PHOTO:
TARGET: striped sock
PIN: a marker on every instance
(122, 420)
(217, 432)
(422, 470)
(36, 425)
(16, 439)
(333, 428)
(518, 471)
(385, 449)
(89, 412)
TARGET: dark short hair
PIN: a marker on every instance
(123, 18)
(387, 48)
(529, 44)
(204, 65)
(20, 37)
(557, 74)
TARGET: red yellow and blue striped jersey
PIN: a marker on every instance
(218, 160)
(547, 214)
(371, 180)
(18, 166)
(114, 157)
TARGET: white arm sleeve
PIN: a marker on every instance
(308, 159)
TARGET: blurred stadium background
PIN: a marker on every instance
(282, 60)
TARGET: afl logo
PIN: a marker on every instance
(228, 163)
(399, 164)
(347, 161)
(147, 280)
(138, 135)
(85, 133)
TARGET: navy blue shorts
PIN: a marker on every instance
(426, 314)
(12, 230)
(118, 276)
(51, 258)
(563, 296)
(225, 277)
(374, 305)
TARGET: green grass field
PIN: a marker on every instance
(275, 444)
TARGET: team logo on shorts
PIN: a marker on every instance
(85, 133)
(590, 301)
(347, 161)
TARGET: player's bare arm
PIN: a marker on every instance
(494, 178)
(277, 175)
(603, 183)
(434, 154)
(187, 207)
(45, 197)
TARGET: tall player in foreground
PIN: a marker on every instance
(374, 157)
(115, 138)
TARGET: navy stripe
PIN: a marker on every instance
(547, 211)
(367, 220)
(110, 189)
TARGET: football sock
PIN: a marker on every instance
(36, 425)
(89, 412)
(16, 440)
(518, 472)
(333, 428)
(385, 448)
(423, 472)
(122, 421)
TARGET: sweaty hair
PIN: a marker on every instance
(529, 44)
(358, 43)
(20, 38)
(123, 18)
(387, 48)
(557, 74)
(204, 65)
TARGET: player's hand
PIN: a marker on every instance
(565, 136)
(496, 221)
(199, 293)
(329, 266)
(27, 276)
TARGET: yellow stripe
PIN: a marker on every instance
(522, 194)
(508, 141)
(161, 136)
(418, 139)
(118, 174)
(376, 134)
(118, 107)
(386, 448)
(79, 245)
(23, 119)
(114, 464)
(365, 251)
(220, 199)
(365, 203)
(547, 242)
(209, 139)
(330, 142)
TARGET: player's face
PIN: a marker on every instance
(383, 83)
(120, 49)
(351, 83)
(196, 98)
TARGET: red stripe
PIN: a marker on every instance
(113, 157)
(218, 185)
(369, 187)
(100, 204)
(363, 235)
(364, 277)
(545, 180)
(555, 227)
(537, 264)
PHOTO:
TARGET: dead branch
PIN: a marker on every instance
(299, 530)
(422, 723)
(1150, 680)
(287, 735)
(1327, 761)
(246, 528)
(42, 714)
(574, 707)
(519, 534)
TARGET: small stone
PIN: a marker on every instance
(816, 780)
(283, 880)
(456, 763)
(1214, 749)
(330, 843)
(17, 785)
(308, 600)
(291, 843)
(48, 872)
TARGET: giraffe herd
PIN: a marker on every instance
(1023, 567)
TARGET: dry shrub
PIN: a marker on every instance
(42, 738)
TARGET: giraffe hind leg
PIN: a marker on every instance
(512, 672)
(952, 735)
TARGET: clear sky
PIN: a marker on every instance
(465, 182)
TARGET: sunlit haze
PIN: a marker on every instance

□ □ □ □ □ □ □

--- Exercise prompt ---
Scan the records above and show every line in which the word "player" occurs.

--- Task output ---
TARGET: player's bare arm
TARGET: tall player in foreground
TARGET: player's hand
TARGET: player's face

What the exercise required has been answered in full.